• Given records:
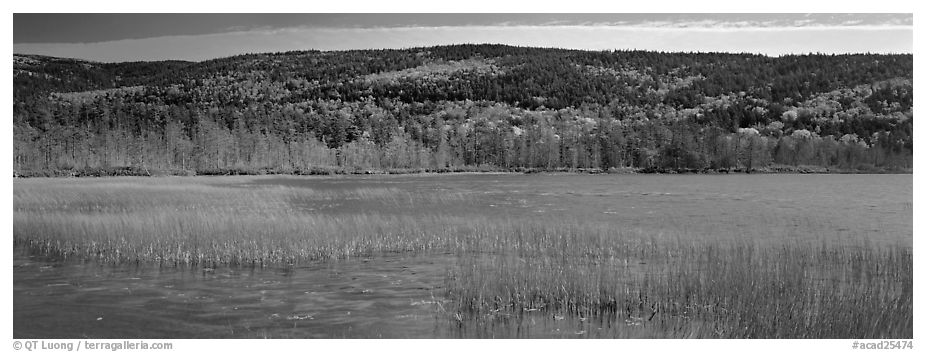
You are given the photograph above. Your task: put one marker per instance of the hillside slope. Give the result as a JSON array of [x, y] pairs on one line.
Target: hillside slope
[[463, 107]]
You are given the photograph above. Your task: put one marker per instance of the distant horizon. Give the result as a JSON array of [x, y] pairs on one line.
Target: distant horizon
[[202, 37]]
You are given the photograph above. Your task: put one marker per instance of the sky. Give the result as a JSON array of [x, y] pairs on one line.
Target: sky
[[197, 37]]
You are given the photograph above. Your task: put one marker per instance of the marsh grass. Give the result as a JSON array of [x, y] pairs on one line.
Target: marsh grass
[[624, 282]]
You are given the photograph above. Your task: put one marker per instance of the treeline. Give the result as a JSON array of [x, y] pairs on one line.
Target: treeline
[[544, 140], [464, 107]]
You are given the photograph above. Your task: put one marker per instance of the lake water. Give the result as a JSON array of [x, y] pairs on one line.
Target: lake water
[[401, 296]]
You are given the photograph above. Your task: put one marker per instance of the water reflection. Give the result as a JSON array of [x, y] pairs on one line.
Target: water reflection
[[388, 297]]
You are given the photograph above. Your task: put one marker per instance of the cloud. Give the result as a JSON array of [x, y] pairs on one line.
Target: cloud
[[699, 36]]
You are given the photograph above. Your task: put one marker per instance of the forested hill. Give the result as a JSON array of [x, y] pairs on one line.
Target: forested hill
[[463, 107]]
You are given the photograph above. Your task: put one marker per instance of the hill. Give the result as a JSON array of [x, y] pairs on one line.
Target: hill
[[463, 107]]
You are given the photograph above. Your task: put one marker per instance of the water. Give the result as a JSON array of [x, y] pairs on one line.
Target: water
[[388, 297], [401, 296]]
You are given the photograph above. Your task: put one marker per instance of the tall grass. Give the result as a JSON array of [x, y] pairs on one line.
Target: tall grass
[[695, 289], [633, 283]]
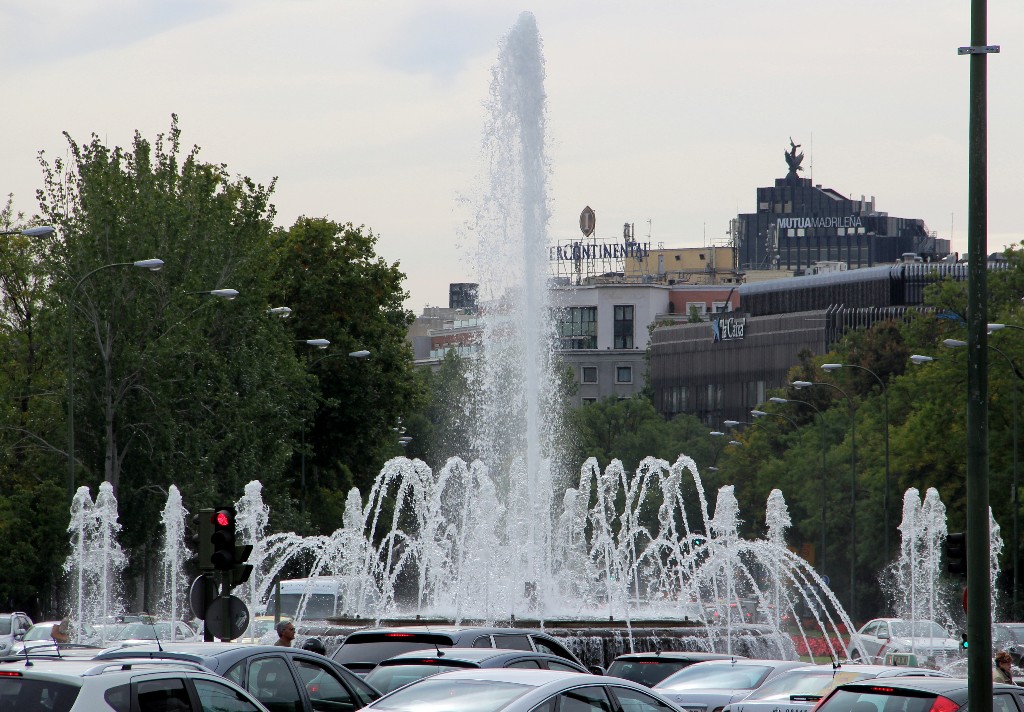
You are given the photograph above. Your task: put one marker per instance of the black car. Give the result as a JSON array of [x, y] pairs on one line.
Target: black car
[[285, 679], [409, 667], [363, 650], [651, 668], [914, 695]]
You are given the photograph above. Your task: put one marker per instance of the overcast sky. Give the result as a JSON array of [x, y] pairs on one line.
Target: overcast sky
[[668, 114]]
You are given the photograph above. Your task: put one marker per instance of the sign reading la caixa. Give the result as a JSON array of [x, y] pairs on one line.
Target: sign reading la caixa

• Goal:
Transcribe all of the lines above word for word, omitting the pictures.

• Expected output:
You are given the photograph above. Your task: put one marker per instance of the hillside slope. Give the result as a JSON array of [x, y] pairs on one line.
Target: hillside slope
[[463, 107]]
You are given the photograph above. Your task: put one marker per instance of the distant horizon. Give the result as a JSON array of [x, y] pairs on one line.
Target: distant horizon
[[202, 37]]
You are given the photograph above. Your task: put one marker per instance of the sky. Give the result as a JSON array of [x, y] pairs on one line.
Target: sky
[[197, 37]]
You are given the photograph above. Your task: put one marker per instance of the marsh grass. Give the result as a JSON array of [x, y] pairs on one line.
Target: marsh grass
[[624, 282]]
You are given the photograph above. Your task: put one marker per instance of the treeline. Give the result as a JSON array of [x, y] pairs on one line.
Target: treeline
[[544, 140], [464, 107]]
You are given the photograph above. Your task: put one marker per instance of the lake water. Give the result as a JSON array of [x, y] pairs on one line.
Target: lake water
[[401, 296]]
You are given the photograph above. Your task: put one marker per instance of the water reflection. Give the result as a JSON array of [x, y] pairs on one line.
Target: water reflection
[[388, 297]]
You are given the photograph above. Your task: put one marker per instance of the cloud. Give the result as a JSON array of [x, y] pairs on one line.
Target: cloud
[[699, 36]]
You are given the photograph above. Your task: put one marker per instance of the forested hill. Give the result as a JSON array of [x, y] pairs on one line.
Target: forested hill
[[463, 107]]
You are given the photograph above. Your task: put one marker per instance of the hill. Give the result as a JSON array of [x, y] pairs on one line.
Target: hill
[[463, 107]]
You are given the photograph above. Your task: put one marker per instance of the water. Give the result as a JSON array of [x, y] pairs on one line.
Target: water
[[388, 297], [401, 296]]
You are given the photograph above. Your task: put one marker per instance of the tall grass. Give the result as a JSON array of [x, y] pairs on one line.
Target: tall grass
[[695, 289], [633, 283]]
You are given the photograph above. Your task: put one marker per instance of the black car. Give the result as a JSON array of [x, y] pairs on one line.
Target: black car
[[285, 679], [409, 667], [363, 650], [651, 668], [914, 695]]
You are given the photograph above. Your task: put one marker per instance of the overcast sky. Give the result as a JSON array of [x, y] pairs on one line.
Target: overcast sky
[[668, 114]]
You are given the photograph above. Your task: put one marker per instance of the sign reading la caixa. Give the result as a JSON array of [x, y] pairs on one line.
Target: sign reading la caixa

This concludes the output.